▶ TASK TO COMPLETE:
Copy every entry verbatim and skip the pictures.

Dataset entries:

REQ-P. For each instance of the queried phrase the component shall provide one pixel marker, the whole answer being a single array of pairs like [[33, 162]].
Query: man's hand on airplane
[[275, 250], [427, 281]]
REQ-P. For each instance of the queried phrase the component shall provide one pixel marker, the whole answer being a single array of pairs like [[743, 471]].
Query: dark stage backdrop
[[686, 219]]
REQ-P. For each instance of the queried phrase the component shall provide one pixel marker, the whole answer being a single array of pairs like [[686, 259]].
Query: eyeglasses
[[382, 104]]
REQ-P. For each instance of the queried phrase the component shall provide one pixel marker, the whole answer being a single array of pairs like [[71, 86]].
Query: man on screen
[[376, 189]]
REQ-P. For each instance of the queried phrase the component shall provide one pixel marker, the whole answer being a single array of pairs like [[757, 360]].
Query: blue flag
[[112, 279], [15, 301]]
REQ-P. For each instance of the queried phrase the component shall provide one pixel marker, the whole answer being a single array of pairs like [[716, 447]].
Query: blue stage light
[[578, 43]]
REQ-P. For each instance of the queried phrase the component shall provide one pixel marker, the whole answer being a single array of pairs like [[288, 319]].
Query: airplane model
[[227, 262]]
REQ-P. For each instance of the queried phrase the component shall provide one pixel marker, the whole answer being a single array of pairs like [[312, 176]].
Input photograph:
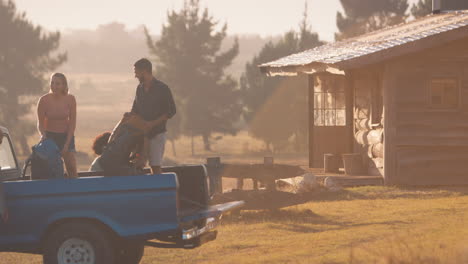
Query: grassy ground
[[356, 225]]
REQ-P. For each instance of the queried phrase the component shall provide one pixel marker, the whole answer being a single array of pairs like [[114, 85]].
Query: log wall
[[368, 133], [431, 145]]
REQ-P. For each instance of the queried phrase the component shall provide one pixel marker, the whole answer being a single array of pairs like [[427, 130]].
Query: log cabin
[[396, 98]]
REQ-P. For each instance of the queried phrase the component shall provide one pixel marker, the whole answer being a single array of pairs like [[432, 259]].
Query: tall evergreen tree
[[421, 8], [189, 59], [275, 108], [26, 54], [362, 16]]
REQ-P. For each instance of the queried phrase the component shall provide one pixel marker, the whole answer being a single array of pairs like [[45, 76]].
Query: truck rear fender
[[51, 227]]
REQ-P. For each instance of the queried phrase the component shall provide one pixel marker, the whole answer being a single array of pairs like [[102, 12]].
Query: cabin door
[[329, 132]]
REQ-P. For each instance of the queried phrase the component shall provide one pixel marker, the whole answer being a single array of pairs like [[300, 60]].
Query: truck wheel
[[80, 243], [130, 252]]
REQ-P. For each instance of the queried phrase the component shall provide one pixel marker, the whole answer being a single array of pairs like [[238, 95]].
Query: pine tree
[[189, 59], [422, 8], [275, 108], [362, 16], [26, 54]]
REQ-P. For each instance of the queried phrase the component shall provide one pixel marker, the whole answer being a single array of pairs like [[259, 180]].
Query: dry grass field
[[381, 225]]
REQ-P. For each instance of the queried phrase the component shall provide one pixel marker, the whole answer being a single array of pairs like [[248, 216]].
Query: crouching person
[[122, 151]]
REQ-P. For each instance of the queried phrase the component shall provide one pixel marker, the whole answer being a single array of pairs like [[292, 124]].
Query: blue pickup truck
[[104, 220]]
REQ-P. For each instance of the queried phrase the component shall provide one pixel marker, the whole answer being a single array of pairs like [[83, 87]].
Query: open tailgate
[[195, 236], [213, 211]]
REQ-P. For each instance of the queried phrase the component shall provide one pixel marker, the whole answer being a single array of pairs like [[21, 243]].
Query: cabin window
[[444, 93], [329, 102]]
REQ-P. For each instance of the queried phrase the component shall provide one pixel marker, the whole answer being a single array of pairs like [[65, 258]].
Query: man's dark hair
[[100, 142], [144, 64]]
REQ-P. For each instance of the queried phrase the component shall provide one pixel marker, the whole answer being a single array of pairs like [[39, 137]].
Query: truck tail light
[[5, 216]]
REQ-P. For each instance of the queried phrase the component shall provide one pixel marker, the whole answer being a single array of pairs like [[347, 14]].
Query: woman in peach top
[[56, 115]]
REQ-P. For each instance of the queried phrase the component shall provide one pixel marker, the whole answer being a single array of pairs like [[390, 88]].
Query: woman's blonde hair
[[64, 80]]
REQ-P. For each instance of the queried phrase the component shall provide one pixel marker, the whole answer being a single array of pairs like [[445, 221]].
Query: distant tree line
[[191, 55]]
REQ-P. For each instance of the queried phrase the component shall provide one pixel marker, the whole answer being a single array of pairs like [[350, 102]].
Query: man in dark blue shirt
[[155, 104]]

▶ SOLUTION TO THE EXERCISE:
REQ-P. For each instance of the queried phrase the component shall provide one pixel marker, the whole answer being a single array of pairs like [[33, 162]].
Query: man's hand on airplane
[[275, 250], [427, 281]]
REQ-P. For each instance of the queried phrase the component shall provide one pixel marker, the whole answer being a single array of pairs like [[743, 471]].
Query: dark stage backdrop
[[686, 219]]
REQ-P. For each instance of the queried phrase the component shall provide one pixel marker, the whole answer being a single array of pairs like [[686, 259]].
Query: eyeglasses
[[382, 104]]
REQ-P. For each instance of the queried phrase the component shall provide one pixel marker, the whole answer being a single array of pairs like [[71, 86]].
Query: man on screen
[[376, 189]]
REQ-P. For each instance of the queried phrase the component shall provide one pixel marker, the whole answer being a single array of pairs like [[757, 360]].
Query: blue flag
[[112, 279], [15, 301]]
REQ-P. For each instance of the queried phrase the component shall provide one pixel marker, the whole answer being a single array of pairs like [[716, 447]].
Query: blue stage light
[[578, 43]]
REQ-P. For each instance of the queried phrase the component shall provide one pixel marker, the whole answer being a single array of pairs like [[288, 319]].
Query: airplane model
[[227, 262]]
REQ-P. For each instance of the queried phrase the component shall provide one pixel marker, the whole answer being a single array of pairs like [[312, 176]].
Input photograph:
Query: grassy ground
[[356, 225]]
REQ-P. For each instance of the queried phrase the component shall provide one pixel marker, the whole answer being a single array of pairs like [[114, 85]].
Query: log wall
[[368, 133], [431, 145]]
REQ-P. For each instance of the queried phrase the component shall provide one pixel marker, the whole answer being a single array of pairs like [[427, 130]].
Query: log cabin
[[396, 98]]
REQ-P. For each instance of the queried phrase the component shall provide one pixel marker, the whole answer being a single array of pairs like [[432, 259]].
Query: tall evergreen tree
[[421, 8], [189, 59], [275, 108], [26, 54], [362, 16]]
REQ-P. For each instance of the queried phrase the component shall provide one pixel marker, the whole answer being a single array of pairs like [[45, 76]].
Query: truck rear fender
[[51, 227]]
REQ-P. For each instance of the queried phrase the component shall provide one pixel marker, the whole answer being a single array of pairs like [[102, 12]].
Query: cabin door
[[329, 132]]
REQ-P. For each instance of the queried phrase the component shall provide one pixel marker, the whole answer being a single array of pairs like [[300, 60]].
Query: truck wheel
[[80, 243], [130, 252]]
REQ-P. For each instance of the queried phrase the component shall provide one pixel marker, the whole answer being a single array of pairs like [[238, 95]].
Query: pine tree
[[189, 59], [422, 8], [275, 108], [362, 16], [26, 54]]
REQ-P. For each instance of the queried phrase the component shall provide one pixel marker, the whole answer being a single array of pairs like [[259, 180]].
Query: dry grass field
[[381, 225]]
REQ-P. For each instance of the queried phrase the component shall provide one pixel marker, the whole answer being a single array of pairs like [[248, 216]].
Query: crouching person
[[122, 151]]
REQ-P. For each instance of the queried phrase the component shall provide one pixel marker, the whole answer being a single array of pairs like [[292, 124]].
Query: blue pickup truck
[[104, 220]]
REQ-P. For each instance of the queried phrase the component shall provide one pixel marker, the whole answer being a single array of pairs like [[83, 87]].
Query: open tailgate
[[195, 236], [213, 211]]
REQ-P. For each instance of the queried phrase the component shall provide one pixel marker, the whole answer being a single array of pairs like [[21, 243]].
Query: cabin window
[[444, 93], [329, 102]]
REQ-P. For each instance of the queried phrase the component shall provide one pixel marker, the whole answer being a single array of pairs like [[65, 258]].
Query: man's dark hair
[[100, 142], [144, 64]]
REQ-P. For each instance of the queried phrase the component shall provide one pixel marker, the whole answer being a single array of pairs like [[39, 137]].
Query: truck tail light
[[5, 216]]
REQ-P. For each instance of the queried phrase the component shall provide one pixel marker, the whole answer being a single array of pairs like [[347, 14]].
Query: woman in peach top
[[56, 115]]
REQ-P. For each instance of the queried phrase the component shall provide one pixel marker, the whole answer being a single array of pairs like [[390, 88]].
Query: woman's blonde hair
[[64, 80]]
REQ-P. For each instance of the queried phrase the component shall provide one pixel marker, the whole answer being a single array of pairs like [[445, 221]].
Query: distant tree line
[[191, 55]]
REQ-P. For each instance of the queried phrase the component shall provide one pixel marker, the whole answer being a single array of pairs like [[350, 102]].
Query: man in dark blue shirt
[[155, 104]]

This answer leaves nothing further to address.